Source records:
*-*-*

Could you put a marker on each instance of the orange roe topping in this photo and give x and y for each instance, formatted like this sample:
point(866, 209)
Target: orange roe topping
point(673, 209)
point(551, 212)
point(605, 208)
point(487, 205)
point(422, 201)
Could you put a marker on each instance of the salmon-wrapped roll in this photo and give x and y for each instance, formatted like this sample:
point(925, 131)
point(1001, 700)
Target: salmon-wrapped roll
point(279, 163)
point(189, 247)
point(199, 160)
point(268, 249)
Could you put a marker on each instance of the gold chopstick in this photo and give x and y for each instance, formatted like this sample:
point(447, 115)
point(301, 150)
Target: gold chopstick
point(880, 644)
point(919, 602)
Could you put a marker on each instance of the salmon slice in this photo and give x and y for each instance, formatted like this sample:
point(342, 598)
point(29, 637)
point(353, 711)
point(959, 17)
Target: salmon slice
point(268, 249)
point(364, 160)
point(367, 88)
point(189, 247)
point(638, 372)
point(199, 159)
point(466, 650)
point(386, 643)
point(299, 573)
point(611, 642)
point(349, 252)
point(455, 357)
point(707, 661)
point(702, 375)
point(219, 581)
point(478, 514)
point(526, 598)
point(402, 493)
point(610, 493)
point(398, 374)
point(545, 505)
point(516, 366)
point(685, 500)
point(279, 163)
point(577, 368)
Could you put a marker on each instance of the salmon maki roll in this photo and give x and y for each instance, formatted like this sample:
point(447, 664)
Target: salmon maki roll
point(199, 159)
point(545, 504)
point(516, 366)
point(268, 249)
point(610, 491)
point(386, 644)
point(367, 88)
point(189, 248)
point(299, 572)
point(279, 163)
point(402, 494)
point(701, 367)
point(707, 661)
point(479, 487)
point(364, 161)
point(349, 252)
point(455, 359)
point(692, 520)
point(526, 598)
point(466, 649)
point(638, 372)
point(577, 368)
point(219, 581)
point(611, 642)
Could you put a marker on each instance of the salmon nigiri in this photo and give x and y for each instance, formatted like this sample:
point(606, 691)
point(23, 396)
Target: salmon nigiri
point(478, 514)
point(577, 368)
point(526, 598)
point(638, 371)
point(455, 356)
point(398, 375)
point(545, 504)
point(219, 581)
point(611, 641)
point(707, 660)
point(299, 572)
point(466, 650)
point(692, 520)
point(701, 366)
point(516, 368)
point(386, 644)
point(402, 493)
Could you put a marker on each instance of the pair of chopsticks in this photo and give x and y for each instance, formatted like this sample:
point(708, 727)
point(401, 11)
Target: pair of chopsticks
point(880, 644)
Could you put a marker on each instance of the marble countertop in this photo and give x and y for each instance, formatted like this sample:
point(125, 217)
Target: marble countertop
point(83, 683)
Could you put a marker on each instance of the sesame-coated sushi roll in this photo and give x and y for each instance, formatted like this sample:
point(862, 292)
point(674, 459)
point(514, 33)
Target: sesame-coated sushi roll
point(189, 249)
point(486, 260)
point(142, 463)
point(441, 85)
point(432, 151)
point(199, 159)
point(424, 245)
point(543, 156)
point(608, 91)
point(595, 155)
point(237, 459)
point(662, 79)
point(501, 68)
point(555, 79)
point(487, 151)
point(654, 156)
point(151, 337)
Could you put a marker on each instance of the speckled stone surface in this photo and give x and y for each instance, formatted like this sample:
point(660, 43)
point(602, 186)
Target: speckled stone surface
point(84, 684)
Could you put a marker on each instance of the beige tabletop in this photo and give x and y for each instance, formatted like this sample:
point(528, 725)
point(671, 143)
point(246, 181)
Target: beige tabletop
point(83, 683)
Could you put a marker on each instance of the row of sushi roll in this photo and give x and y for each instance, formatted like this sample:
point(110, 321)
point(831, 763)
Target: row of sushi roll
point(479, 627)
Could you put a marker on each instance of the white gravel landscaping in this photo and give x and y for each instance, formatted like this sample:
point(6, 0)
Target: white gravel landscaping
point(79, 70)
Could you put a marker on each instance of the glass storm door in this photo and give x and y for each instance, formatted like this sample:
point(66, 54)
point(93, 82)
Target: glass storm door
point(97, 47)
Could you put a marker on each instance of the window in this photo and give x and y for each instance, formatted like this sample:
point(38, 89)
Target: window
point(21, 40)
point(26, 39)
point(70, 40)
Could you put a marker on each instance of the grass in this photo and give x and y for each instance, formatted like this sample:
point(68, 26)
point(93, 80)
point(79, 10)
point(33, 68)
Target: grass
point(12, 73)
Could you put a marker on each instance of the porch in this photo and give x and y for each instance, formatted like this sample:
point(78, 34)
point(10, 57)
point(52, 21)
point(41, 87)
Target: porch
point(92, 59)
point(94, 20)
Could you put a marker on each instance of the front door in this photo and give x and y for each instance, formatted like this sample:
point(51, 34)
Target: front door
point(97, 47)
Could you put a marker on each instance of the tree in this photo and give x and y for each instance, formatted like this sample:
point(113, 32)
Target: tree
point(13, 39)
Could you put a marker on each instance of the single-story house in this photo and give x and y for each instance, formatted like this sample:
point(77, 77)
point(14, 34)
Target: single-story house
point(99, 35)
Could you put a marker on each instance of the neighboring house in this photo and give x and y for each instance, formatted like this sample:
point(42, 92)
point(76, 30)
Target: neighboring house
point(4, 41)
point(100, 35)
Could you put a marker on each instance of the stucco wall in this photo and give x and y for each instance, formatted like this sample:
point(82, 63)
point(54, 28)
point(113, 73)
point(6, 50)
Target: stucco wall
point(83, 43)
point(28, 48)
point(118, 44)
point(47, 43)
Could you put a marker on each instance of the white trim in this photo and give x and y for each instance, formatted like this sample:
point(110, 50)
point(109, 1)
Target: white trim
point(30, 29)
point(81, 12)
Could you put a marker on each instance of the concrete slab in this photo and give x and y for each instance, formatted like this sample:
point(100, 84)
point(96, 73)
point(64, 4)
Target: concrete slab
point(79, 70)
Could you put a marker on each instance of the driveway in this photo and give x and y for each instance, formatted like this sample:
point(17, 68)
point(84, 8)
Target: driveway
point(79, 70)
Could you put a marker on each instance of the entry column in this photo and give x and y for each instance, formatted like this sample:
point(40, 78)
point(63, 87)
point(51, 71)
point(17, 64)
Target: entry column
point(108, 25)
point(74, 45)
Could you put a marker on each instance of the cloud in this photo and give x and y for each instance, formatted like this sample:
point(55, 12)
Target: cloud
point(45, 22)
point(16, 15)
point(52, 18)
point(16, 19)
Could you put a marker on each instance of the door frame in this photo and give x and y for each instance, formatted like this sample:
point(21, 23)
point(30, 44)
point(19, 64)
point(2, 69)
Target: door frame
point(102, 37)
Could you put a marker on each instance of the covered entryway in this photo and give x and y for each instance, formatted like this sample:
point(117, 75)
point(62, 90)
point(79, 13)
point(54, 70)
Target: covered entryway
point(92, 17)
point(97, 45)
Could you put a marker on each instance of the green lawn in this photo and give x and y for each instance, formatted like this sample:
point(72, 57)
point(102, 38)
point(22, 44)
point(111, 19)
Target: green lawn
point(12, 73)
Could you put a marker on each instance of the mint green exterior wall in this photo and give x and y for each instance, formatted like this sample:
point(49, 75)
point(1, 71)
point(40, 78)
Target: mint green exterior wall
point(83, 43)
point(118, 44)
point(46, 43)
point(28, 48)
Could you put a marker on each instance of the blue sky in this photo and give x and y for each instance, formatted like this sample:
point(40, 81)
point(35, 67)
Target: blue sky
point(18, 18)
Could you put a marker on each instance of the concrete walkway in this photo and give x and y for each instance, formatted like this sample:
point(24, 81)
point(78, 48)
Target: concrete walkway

*-*-*

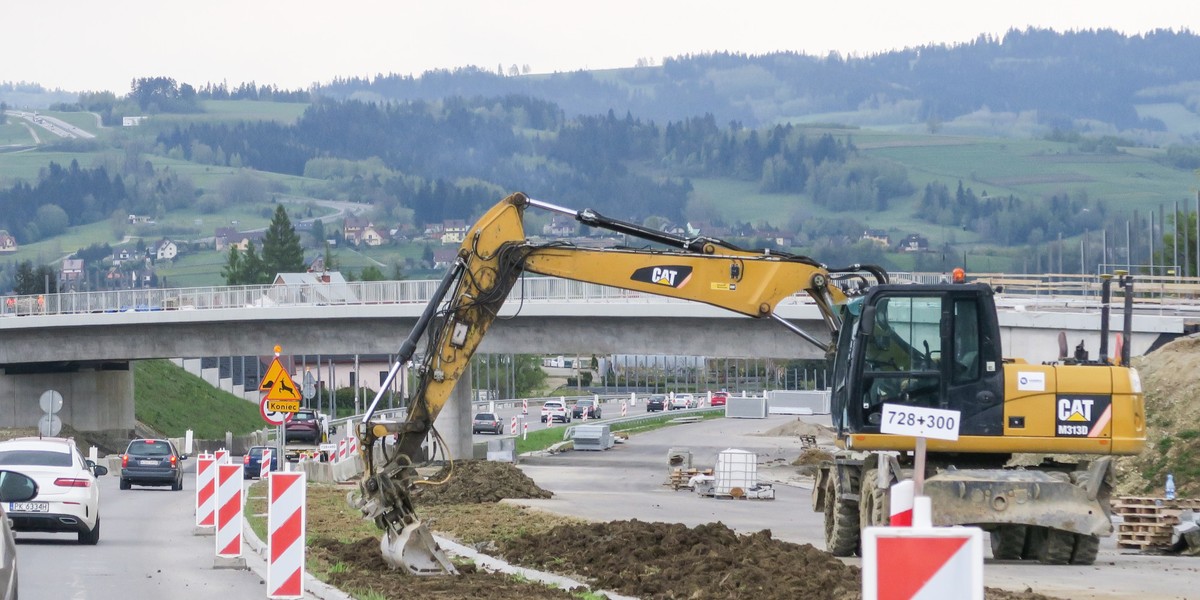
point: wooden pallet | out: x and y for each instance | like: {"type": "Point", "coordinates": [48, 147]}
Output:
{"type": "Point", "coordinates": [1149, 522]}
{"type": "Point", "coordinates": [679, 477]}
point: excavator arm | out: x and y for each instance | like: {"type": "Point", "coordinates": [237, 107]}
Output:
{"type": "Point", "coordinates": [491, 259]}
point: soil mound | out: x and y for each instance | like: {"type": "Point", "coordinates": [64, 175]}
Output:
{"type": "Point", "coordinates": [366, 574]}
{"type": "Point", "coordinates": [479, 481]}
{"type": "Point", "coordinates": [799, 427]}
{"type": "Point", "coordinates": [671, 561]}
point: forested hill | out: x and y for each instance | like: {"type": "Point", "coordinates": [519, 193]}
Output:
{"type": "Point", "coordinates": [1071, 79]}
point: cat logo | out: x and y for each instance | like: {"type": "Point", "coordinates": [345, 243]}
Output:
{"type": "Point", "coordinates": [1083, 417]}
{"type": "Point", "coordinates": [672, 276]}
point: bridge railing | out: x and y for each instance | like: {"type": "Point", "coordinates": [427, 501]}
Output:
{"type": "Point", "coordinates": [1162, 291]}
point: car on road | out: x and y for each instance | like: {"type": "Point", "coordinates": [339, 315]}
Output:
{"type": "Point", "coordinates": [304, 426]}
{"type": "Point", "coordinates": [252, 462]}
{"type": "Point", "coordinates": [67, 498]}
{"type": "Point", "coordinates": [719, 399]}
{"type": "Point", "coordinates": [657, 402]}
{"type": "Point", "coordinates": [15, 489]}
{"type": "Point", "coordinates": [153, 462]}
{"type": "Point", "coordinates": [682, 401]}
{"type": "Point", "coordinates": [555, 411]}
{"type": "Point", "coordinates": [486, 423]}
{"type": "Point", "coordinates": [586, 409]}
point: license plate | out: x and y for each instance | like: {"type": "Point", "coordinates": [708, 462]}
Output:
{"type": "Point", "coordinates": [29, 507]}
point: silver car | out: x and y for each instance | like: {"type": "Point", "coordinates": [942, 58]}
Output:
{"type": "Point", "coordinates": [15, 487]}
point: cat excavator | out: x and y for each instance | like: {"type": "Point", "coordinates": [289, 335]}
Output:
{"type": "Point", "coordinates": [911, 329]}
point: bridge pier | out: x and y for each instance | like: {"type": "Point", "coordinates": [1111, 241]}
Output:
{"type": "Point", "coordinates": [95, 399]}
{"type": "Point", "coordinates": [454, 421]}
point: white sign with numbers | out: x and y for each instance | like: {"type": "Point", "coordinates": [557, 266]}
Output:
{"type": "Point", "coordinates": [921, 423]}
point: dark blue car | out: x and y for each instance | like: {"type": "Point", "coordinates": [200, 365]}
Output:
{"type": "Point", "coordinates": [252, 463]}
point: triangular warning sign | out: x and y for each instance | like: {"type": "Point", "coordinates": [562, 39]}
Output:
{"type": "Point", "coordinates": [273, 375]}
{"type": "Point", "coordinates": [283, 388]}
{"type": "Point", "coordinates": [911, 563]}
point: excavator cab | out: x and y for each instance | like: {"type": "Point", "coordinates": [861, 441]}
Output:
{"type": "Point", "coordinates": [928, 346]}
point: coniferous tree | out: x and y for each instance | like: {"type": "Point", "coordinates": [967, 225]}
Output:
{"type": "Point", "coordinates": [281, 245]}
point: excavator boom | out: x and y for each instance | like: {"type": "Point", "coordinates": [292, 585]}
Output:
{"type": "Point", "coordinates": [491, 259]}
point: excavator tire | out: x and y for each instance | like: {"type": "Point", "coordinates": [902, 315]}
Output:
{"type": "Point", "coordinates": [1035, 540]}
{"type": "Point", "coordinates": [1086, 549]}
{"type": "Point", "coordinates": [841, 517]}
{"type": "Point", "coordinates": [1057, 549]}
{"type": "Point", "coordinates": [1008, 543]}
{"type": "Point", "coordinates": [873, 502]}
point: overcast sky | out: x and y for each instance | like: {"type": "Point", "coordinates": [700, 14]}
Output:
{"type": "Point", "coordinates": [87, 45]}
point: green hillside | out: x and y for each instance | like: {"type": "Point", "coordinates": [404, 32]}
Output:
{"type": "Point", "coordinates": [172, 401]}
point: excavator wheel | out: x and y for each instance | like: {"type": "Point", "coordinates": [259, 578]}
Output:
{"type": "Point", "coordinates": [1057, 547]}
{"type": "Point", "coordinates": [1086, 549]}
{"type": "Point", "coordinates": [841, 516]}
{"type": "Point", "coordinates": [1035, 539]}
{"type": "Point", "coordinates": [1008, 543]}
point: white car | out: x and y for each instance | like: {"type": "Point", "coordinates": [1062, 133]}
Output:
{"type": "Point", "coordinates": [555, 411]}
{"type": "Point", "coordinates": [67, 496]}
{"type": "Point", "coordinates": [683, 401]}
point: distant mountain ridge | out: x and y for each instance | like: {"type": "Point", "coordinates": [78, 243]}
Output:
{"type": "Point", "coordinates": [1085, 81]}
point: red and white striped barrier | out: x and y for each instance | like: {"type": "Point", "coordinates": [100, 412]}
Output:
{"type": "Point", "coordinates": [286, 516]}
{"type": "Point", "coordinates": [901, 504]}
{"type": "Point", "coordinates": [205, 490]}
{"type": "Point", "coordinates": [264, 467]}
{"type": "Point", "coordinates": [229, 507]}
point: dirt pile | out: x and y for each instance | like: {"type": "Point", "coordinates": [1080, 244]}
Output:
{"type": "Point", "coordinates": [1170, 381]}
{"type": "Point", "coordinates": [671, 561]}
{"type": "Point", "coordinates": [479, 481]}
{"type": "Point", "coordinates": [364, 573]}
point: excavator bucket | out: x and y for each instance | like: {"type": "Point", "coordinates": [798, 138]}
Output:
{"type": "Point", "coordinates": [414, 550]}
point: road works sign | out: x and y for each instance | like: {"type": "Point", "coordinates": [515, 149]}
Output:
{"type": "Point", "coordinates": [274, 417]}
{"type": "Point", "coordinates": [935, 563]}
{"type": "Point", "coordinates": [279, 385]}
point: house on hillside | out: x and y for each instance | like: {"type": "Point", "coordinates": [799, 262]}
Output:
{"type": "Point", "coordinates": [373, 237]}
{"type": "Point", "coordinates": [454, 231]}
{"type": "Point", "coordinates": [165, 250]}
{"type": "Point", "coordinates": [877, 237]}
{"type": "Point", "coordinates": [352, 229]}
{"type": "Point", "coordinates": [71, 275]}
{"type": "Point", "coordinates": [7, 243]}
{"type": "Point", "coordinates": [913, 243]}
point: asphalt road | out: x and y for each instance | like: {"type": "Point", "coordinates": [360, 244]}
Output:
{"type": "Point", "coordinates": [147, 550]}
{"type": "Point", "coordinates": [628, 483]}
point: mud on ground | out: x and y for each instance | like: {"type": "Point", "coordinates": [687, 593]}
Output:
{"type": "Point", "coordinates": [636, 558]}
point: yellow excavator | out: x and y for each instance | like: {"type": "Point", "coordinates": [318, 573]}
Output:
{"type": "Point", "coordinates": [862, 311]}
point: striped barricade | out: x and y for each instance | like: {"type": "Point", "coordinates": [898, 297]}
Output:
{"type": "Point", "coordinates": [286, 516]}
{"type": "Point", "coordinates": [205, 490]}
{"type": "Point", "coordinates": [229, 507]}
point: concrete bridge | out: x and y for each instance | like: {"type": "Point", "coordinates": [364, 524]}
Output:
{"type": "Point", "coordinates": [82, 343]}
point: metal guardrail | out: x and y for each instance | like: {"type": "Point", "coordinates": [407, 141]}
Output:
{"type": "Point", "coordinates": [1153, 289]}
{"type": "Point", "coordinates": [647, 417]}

*-*-*

TASK DESCRIPTION: Can you repeat, word for word, every line above from the one containing "point: white sign" down to the one containing "point: excavator tire", including both?

RESPONSE TO THIS TASK:
point: white sign with numbers | out: x and y for each instance | like: {"type": "Point", "coordinates": [557, 266]}
Output:
{"type": "Point", "coordinates": [921, 423]}
point: dark blue car | out: x and y for each instance | like: {"type": "Point", "coordinates": [200, 365]}
Output:
{"type": "Point", "coordinates": [252, 463]}
point: triangular warning sign | out: x and y for each instance | like: {"type": "Point", "coordinates": [562, 39]}
Output:
{"type": "Point", "coordinates": [273, 375]}
{"type": "Point", "coordinates": [283, 388]}
{"type": "Point", "coordinates": [911, 563]}
point: excavator cab | out: x and y for each instance | like: {"type": "Point", "coordinates": [861, 441]}
Output:
{"type": "Point", "coordinates": [928, 346]}
point: coniferous tree | out: x and y for each instance | like: {"type": "Point", "coordinates": [967, 225]}
Output:
{"type": "Point", "coordinates": [281, 245]}
point: excavator boom | out: x and y for each instance | like: {"type": "Point", "coordinates": [292, 585]}
Output:
{"type": "Point", "coordinates": [491, 259]}
point: excavator tire | out: x and y for each instance | like: {"type": "Point", "coordinates": [902, 315]}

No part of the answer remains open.